(INFORMATION GIVEN Opens)

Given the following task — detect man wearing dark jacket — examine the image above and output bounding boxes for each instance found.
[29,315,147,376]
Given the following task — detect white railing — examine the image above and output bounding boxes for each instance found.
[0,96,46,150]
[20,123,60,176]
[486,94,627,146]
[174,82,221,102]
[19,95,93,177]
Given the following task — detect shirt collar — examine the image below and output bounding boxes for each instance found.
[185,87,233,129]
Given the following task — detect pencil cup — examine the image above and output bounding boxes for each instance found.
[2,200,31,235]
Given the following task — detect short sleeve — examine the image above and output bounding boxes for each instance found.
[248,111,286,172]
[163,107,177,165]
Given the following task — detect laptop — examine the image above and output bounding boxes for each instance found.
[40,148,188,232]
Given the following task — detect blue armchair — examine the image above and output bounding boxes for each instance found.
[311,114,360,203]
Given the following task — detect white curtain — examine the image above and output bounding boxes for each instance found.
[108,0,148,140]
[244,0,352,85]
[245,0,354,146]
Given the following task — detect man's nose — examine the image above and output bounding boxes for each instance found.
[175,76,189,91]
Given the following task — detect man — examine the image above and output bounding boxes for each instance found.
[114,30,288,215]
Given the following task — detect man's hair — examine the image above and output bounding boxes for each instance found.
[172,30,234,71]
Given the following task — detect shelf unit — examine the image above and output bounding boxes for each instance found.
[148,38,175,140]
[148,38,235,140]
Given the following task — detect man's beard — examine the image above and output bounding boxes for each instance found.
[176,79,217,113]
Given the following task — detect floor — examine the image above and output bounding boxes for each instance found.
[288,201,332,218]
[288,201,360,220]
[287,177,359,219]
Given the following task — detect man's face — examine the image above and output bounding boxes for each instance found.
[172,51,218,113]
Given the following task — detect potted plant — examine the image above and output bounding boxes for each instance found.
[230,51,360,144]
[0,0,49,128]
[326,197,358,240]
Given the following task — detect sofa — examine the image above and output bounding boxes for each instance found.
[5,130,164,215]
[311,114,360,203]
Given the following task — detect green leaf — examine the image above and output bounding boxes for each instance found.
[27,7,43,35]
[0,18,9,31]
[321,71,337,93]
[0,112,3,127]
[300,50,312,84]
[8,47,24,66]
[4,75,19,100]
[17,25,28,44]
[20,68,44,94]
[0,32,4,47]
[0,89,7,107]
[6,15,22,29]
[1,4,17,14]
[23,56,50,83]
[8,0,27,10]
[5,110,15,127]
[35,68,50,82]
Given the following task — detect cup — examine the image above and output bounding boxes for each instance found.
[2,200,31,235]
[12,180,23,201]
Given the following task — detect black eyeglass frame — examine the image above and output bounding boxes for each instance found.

(INFORMATION GIVEN Closes)

### AIM OF THE EXERCISE
All of the records above must be reproduced exactly.

### TASK RESULT
Given the following task — detect man wearing dark jacket — examine the image above and output bounding boxes for each instance found.
[29,315,147,376]
Given the following task — detect white railing — examine the image above and output bounding boxes for each instance found.
[0,96,46,150]
[20,123,60,176]
[486,94,627,146]
[174,82,221,102]
[19,95,93,177]
Given the following task — detect shirt collar — examine the image below and output bounding boxes for each instance found.
[185,87,233,129]
Given the following task — detect pencil cup — examine the image above and output bounding boxes for each instance found.
[2,200,31,235]
Given the following task — detect short sleeve — examine the image above and output bounding boxes for each instance found.
[248,111,286,172]
[163,107,177,165]
Given the following task — detect laptop — examine the image above and output bounding boxes for each instance found.
[40,148,188,232]
Given the following task — detect blue armchair — examine the image above and output bounding boxes for each instance found.
[311,114,360,203]
Given the following task — detect white curtain — examine the image above and output bounding boxes for each instance found.
[108,0,148,140]
[244,0,352,85]
[245,0,354,146]
Given the following task — detect man's nose — examine the image above and output bounding boxes for each instance found.
[175,76,189,91]
Given the following task — detect man — examine the image above and output bounding boxes for each instance found.
[114,30,288,215]
Given the following task — detect man's hair — examine the image above and output bounding boxes for each instance found.
[172,30,234,71]
Given the following task — detect shelf unit — examine the image above and output bounding boxes for each instance found.
[148,38,175,140]
[148,38,235,140]
Given the following task — detect man's beard — examine the image above and output bounding boxes for each instance found.
[176,79,217,113]
Given the following task — detect floor — examine the image above and output bounding boxes for each instance found.
[288,201,332,218]
[288,201,360,220]
[287,177,359,219]
Given the following task — detect man's face — examine the image above and output bounding boxes for each instance found.
[172,51,218,113]
Given the following task — detect potted plant — examine the image above and output bounding boxes for each instance found.
[230,51,360,144]
[0,0,49,128]
[326,197,358,240]
Given the following task — detect sofa — examine the image above and output bounding boxes for each instance found.
[5,130,164,215]
[311,114,360,203]
Given the following task — detect green leaf — examine the image above and output bounding boxes for each instance found.
[27,7,43,35]
[0,18,9,31]
[321,71,337,93]
[0,112,3,127]
[300,50,312,84]
[8,47,24,66]
[4,75,19,100]
[17,25,28,44]
[20,68,44,94]
[0,32,4,47]
[0,89,7,107]
[6,15,22,29]
[1,4,17,14]
[23,56,50,83]
[8,0,27,10]
[5,110,15,127]
[35,68,50,82]
Given the following task — detect cup — examine the image above and output bounding boxes for each instance found.
[2,200,31,235]
[12,180,23,201]
Given the following task — detect black eyeglass frame — examine the image above and output bounding boxes for each instance found.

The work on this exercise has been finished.